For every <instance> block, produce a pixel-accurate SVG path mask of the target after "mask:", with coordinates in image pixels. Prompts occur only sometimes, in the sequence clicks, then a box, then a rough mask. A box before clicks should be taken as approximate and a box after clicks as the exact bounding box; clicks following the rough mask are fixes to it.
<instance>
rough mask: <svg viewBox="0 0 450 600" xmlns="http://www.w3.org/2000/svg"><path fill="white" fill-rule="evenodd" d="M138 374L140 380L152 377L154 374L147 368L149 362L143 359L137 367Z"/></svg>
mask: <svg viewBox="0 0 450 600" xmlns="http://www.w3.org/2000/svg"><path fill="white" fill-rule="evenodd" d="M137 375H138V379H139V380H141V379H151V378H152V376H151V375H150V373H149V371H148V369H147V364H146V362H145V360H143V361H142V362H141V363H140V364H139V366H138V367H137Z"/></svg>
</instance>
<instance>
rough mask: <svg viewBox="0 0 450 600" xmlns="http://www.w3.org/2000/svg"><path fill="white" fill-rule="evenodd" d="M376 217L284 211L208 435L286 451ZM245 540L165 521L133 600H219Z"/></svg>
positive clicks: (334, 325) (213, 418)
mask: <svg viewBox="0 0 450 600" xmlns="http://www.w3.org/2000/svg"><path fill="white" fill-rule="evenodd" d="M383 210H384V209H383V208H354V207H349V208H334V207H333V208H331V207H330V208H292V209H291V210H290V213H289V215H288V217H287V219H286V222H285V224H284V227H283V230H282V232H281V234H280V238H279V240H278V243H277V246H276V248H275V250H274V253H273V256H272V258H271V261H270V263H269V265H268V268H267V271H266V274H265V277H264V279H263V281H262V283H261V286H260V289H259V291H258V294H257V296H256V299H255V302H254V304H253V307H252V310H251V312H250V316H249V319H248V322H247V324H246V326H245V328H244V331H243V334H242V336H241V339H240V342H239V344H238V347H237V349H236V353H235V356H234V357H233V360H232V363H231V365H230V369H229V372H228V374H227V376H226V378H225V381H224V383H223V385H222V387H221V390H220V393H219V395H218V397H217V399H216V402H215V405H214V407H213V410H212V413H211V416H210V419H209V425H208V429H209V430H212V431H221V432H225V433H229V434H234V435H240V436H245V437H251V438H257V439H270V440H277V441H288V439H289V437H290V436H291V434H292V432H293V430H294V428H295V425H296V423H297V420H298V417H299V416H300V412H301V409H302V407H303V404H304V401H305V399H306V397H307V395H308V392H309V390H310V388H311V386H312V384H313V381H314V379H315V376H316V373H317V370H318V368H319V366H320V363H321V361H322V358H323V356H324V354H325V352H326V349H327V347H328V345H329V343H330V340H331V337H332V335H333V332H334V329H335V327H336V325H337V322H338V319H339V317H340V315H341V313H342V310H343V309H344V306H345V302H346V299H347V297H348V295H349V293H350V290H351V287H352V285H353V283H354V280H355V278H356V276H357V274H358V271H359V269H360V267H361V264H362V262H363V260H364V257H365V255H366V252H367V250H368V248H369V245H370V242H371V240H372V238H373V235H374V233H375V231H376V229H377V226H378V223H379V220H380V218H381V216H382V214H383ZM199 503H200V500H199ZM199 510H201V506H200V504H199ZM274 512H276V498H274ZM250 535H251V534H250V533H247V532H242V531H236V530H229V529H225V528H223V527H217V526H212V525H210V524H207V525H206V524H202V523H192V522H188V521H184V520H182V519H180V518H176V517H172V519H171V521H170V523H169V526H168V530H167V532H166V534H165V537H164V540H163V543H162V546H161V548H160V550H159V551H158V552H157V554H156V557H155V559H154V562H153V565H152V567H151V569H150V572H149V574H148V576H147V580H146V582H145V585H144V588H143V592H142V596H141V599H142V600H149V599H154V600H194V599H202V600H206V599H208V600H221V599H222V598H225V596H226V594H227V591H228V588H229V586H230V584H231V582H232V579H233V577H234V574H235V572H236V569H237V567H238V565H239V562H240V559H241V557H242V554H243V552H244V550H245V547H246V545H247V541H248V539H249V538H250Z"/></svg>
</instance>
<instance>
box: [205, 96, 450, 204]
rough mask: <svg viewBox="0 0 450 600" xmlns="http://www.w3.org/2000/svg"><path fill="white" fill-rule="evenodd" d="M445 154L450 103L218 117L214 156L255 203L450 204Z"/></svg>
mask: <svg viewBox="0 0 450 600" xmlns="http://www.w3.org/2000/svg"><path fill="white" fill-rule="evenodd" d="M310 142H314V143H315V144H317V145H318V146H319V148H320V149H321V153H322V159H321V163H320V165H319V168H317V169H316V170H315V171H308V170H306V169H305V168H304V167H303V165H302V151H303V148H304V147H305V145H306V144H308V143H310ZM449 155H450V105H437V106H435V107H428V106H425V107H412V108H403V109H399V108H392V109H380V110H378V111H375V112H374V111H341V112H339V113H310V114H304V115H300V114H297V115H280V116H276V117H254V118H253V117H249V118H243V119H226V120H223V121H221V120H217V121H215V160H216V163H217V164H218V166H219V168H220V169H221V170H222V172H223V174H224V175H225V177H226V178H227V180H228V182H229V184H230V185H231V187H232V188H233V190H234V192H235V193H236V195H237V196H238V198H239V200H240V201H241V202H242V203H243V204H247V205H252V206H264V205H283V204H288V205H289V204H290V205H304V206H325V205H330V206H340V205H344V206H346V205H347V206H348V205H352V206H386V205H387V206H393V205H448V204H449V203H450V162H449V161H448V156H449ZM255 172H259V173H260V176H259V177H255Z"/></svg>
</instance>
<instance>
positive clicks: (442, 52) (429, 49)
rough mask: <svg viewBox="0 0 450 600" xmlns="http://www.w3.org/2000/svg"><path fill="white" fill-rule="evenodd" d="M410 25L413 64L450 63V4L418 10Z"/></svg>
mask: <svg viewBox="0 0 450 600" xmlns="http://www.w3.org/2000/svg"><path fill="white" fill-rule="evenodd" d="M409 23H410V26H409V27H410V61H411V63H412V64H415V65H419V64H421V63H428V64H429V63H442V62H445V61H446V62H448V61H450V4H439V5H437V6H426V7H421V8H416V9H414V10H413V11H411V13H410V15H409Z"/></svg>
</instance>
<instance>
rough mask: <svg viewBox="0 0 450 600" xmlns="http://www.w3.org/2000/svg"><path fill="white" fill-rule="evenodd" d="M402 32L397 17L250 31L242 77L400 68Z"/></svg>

++++++

What you need to do: Which lines in the rows above contain the string "clicks"? List each one in full.

Output below:
For every <instance> block, produce a pixel-accurate SVG path mask of the target after "mask:", with coordinates in image pixels. Prompts occur only sometimes, in the sequence clicks, then a box, then a rough mask. A box before clicks should be taken as approximate and a box after clicks as the exact bounding box; clicks following the rough mask are fixes to it.
positive clicks: (334, 325) (213, 418)
positive clicks: (442, 52) (429, 49)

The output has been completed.